■ **Required action**:
Text in the records must be reproduced exactly, and pictures must be skipped.
**** Extracted data ****
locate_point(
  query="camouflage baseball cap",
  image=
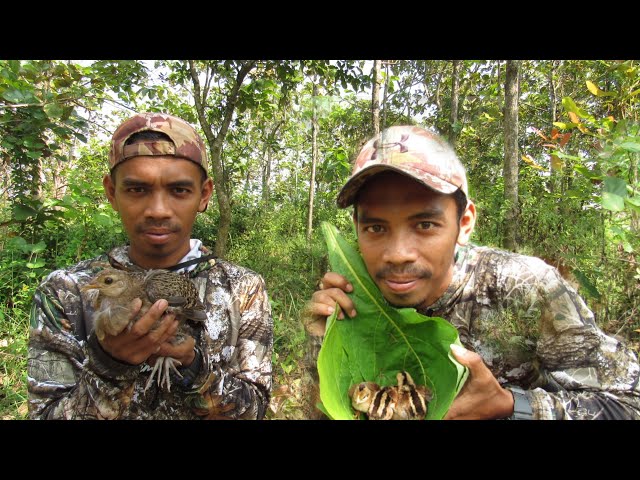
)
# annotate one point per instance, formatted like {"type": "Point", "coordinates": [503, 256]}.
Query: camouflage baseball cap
{"type": "Point", "coordinates": [412, 151]}
{"type": "Point", "coordinates": [186, 143]}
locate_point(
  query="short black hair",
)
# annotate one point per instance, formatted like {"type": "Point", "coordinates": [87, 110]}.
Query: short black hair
{"type": "Point", "coordinates": [146, 136]}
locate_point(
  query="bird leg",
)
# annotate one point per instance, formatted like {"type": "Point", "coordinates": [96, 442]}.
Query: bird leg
{"type": "Point", "coordinates": [163, 367]}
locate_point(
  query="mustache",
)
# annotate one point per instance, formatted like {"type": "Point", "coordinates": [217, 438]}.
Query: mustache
{"type": "Point", "coordinates": [403, 271]}
{"type": "Point", "coordinates": [150, 224]}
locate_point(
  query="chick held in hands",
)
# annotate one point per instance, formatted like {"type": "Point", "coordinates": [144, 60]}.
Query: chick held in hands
{"type": "Point", "coordinates": [404, 401]}
{"type": "Point", "coordinates": [112, 293]}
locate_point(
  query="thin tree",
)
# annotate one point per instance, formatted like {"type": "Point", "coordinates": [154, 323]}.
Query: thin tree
{"type": "Point", "coordinates": [216, 141]}
{"type": "Point", "coordinates": [314, 160]}
{"type": "Point", "coordinates": [510, 170]}
{"type": "Point", "coordinates": [375, 97]}
{"type": "Point", "coordinates": [455, 95]}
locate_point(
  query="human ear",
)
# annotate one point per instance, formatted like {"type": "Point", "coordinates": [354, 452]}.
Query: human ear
{"type": "Point", "coordinates": [467, 223]}
{"type": "Point", "coordinates": [207, 191]}
{"type": "Point", "coordinates": [110, 191]}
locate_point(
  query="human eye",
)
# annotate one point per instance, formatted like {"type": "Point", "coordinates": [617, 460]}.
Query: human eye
{"type": "Point", "coordinates": [374, 229]}
{"type": "Point", "coordinates": [425, 225]}
{"type": "Point", "coordinates": [181, 191]}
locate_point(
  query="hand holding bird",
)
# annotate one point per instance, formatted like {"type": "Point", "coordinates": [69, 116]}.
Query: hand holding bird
{"type": "Point", "coordinates": [132, 331]}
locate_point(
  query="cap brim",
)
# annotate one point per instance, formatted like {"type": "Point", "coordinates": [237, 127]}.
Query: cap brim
{"type": "Point", "coordinates": [350, 189]}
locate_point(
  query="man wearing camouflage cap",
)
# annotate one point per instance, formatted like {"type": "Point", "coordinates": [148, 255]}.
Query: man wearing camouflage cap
{"type": "Point", "coordinates": [157, 183]}
{"type": "Point", "coordinates": [532, 346]}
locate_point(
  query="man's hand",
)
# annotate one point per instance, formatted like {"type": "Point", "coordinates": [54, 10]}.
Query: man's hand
{"type": "Point", "coordinates": [184, 352]}
{"type": "Point", "coordinates": [323, 302]}
{"type": "Point", "coordinates": [137, 344]}
{"type": "Point", "coordinates": [482, 397]}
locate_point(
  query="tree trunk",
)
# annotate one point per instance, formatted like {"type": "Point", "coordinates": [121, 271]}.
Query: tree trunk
{"type": "Point", "coordinates": [510, 171]}
{"type": "Point", "coordinates": [314, 159]}
{"type": "Point", "coordinates": [455, 95]}
{"type": "Point", "coordinates": [215, 146]}
{"type": "Point", "coordinates": [375, 97]}
{"type": "Point", "coordinates": [552, 104]}
{"type": "Point", "coordinates": [384, 96]}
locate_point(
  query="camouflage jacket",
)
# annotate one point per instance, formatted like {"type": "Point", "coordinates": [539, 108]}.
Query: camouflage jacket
{"type": "Point", "coordinates": [71, 377]}
{"type": "Point", "coordinates": [534, 331]}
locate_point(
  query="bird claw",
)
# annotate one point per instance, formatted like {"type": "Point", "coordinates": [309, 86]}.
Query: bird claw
{"type": "Point", "coordinates": [163, 368]}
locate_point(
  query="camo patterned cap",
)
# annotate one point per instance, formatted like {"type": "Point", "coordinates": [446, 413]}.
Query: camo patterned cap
{"type": "Point", "coordinates": [186, 142]}
{"type": "Point", "coordinates": [412, 151]}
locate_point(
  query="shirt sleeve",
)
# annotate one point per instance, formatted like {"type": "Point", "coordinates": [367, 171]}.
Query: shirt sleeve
{"type": "Point", "coordinates": [70, 378]}
{"type": "Point", "coordinates": [583, 373]}
{"type": "Point", "coordinates": [239, 387]}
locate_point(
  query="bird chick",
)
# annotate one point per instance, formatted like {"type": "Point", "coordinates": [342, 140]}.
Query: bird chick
{"type": "Point", "coordinates": [412, 399]}
{"type": "Point", "coordinates": [377, 402]}
{"type": "Point", "coordinates": [112, 292]}
{"type": "Point", "coordinates": [405, 401]}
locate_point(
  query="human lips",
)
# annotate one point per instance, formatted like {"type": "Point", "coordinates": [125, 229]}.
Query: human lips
{"type": "Point", "coordinates": [400, 285]}
{"type": "Point", "coordinates": [155, 235]}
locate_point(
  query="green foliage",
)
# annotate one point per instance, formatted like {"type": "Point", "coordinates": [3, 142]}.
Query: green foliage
{"type": "Point", "coordinates": [381, 341]}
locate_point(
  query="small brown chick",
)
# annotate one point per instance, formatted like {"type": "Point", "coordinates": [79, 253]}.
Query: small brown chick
{"type": "Point", "coordinates": [404, 401]}
{"type": "Point", "coordinates": [112, 291]}
{"type": "Point", "coordinates": [377, 402]}
{"type": "Point", "coordinates": [412, 399]}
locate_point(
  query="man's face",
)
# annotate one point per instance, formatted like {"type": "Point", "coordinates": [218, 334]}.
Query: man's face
{"type": "Point", "coordinates": [158, 198]}
{"type": "Point", "coordinates": [407, 235]}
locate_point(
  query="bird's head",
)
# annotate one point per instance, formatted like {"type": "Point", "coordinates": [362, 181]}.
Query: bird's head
{"type": "Point", "coordinates": [362, 395]}
{"type": "Point", "coordinates": [109, 282]}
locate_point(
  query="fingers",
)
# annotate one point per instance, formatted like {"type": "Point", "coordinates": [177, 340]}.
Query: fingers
{"type": "Point", "coordinates": [335, 280]}
{"type": "Point", "coordinates": [333, 289]}
{"type": "Point", "coordinates": [182, 349]}
{"type": "Point", "coordinates": [149, 319]}
{"type": "Point", "coordinates": [467, 358]}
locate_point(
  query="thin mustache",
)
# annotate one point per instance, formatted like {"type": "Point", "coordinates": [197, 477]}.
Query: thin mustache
{"type": "Point", "coordinates": [172, 227]}
{"type": "Point", "coordinates": [408, 271]}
****
■ **Answer to this task**:
locate_point(
  query="camouflage baseball cap",
  image=
)
# annotate one point per instance, formatted like {"type": "Point", "coordinates": [503, 256]}.
Query: camouflage baseball cap
{"type": "Point", "coordinates": [412, 151]}
{"type": "Point", "coordinates": [186, 143]}
locate_point(
  query="short black hair",
)
# annotate one point per instance, formatted like {"type": "Point", "coordinates": [87, 110]}.
Query: short black hair
{"type": "Point", "coordinates": [146, 136]}
locate_point(
  query="bird leg",
)
# annotate one point per instance, formatted like {"type": "Point", "coordinates": [96, 442]}.
Query: bird leg
{"type": "Point", "coordinates": [163, 367]}
locate_point(
  query="mustache",
)
# annotate one point per instance, formatted like {"type": "Point", "coordinates": [217, 438]}.
Query: mustache
{"type": "Point", "coordinates": [403, 271]}
{"type": "Point", "coordinates": [150, 224]}
locate_point(
  query="chick held in hands",
)
# annotate one point per instance, formatted like {"type": "Point", "coordinates": [144, 60]}.
Query: chick held in hands
{"type": "Point", "coordinates": [404, 401]}
{"type": "Point", "coordinates": [112, 293]}
locate_point(
  query="thin tree",
)
# annotate one point per instance, formatted like {"type": "Point", "coordinates": [154, 323]}.
Query: thin tree
{"type": "Point", "coordinates": [216, 141]}
{"type": "Point", "coordinates": [314, 160]}
{"type": "Point", "coordinates": [510, 170]}
{"type": "Point", "coordinates": [375, 97]}
{"type": "Point", "coordinates": [455, 95]}
locate_point(
  query="human ear",
)
# annotate one point per instance, formatted like {"type": "Point", "coordinates": [354, 452]}.
Query: human ear
{"type": "Point", "coordinates": [467, 223]}
{"type": "Point", "coordinates": [207, 191]}
{"type": "Point", "coordinates": [110, 191]}
locate_point(
  query="human eye",
)
# annotate one point per instance, formatted like {"type": "Point", "coordinates": [617, 460]}.
Query: human eye
{"type": "Point", "coordinates": [374, 229]}
{"type": "Point", "coordinates": [425, 225]}
{"type": "Point", "coordinates": [181, 191]}
locate_point(
  query="hand holding bird",
)
# annotate one point per instance, formatted like {"type": "Point", "coordinates": [69, 116]}.
Query: hand holding bird
{"type": "Point", "coordinates": [132, 331]}
locate_point(
  query="cap brim",
)
# annotate one point per instance, formatted like {"type": "Point", "coordinates": [237, 127]}.
Query: cap brim
{"type": "Point", "coordinates": [350, 189]}
locate_point(
  query="man wearing camouflage cap",
)
# annotate one point per instance, formatted like {"type": "Point", "coordinates": [148, 255]}.
Query: man wearing camouflage cap
{"type": "Point", "coordinates": [157, 183]}
{"type": "Point", "coordinates": [532, 346]}
locate_point(
  query="man's hand",
)
# annotate one point per instance, formatted like {"type": "Point", "coordinates": [54, 10]}.
Query: man's hand
{"type": "Point", "coordinates": [184, 352]}
{"type": "Point", "coordinates": [323, 302]}
{"type": "Point", "coordinates": [137, 344]}
{"type": "Point", "coordinates": [482, 397]}
locate_point(
  query="tree trunk",
)
# annotate one point per instance, formatted like {"type": "Point", "coordinates": [121, 271]}.
Query: tree trunk
{"type": "Point", "coordinates": [510, 171]}
{"type": "Point", "coordinates": [314, 159]}
{"type": "Point", "coordinates": [455, 95]}
{"type": "Point", "coordinates": [215, 146]}
{"type": "Point", "coordinates": [375, 97]}
{"type": "Point", "coordinates": [552, 104]}
{"type": "Point", "coordinates": [384, 96]}
locate_point(
  query="camouflage jacket",
)
# annotate one point per instance, formatted like {"type": "Point", "coordinates": [539, 108]}.
Query: camouflage jacket
{"type": "Point", "coordinates": [71, 377]}
{"type": "Point", "coordinates": [534, 331]}
locate_point(
  query="bird claw",
)
# annotate one point per instance, formatted like {"type": "Point", "coordinates": [309, 86]}.
Query: bird claw
{"type": "Point", "coordinates": [163, 368]}
locate_point(
  query="camo patterned cap",
)
# annotate one point per instance, formatted like {"type": "Point", "coordinates": [446, 413]}.
Query: camo patterned cap
{"type": "Point", "coordinates": [186, 142]}
{"type": "Point", "coordinates": [412, 151]}
locate_point(
  query="shirt sleeve",
)
# annotate one point per instance, formatted like {"type": "Point", "coordinates": [367, 171]}.
Query: shirt sleeve
{"type": "Point", "coordinates": [70, 378]}
{"type": "Point", "coordinates": [583, 373]}
{"type": "Point", "coordinates": [239, 387]}
locate_point(
  query="bird chick",
)
# annotate one point per instance, formatted like {"type": "Point", "coordinates": [342, 140]}.
Query: bird chick
{"type": "Point", "coordinates": [412, 399]}
{"type": "Point", "coordinates": [377, 402]}
{"type": "Point", "coordinates": [112, 292]}
{"type": "Point", "coordinates": [405, 401]}
locate_point(
  query="human lips",
)
# annotate one point per instance, formatted like {"type": "Point", "coordinates": [125, 229]}.
Query: human lips
{"type": "Point", "coordinates": [400, 285]}
{"type": "Point", "coordinates": [155, 235]}
locate_point(
  query="green foliage",
)
# annotate one point per instance, formatted like {"type": "Point", "coordinates": [3, 142]}.
Query: green foliage
{"type": "Point", "coordinates": [381, 341]}
locate_point(
  query="small brown chick",
)
# annotate one point per instance, formatted like {"type": "Point", "coordinates": [79, 253]}.
Query: small brown chick
{"type": "Point", "coordinates": [404, 401]}
{"type": "Point", "coordinates": [112, 291]}
{"type": "Point", "coordinates": [377, 402]}
{"type": "Point", "coordinates": [412, 399]}
locate_point(
  query="man's face",
)
# annotate one point per instance, formatted like {"type": "Point", "coordinates": [218, 334]}.
Query: man's face
{"type": "Point", "coordinates": [158, 198]}
{"type": "Point", "coordinates": [407, 235]}
locate_point(
  query="bird's head",
)
# annotate one point per instance, formatted like {"type": "Point", "coordinates": [362, 181]}.
Query: bird's head
{"type": "Point", "coordinates": [362, 395]}
{"type": "Point", "coordinates": [109, 282]}
locate_point(
  query="fingers",
)
# annotate one point per instance, formatted like {"type": "Point", "coordinates": [177, 340]}.
Query: fingers
{"type": "Point", "coordinates": [335, 280]}
{"type": "Point", "coordinates": [333, 289]}
{"type": "Point", "coordinates": [182, 349]}
{"type": "Point", "coordinates": [149, 319]}
{"type": "Point", "coordinates": [467, 358]}
locate_point(
  query="thin mustache",
)
# annotate one point per instance, formatted like {"type": "Point", "coordinates": [197, 477]}.
Query: thin mustache
{"type": "Point", "coordinates": [172, 227]}
{"type": "Point", "coordinates": [408, 271]}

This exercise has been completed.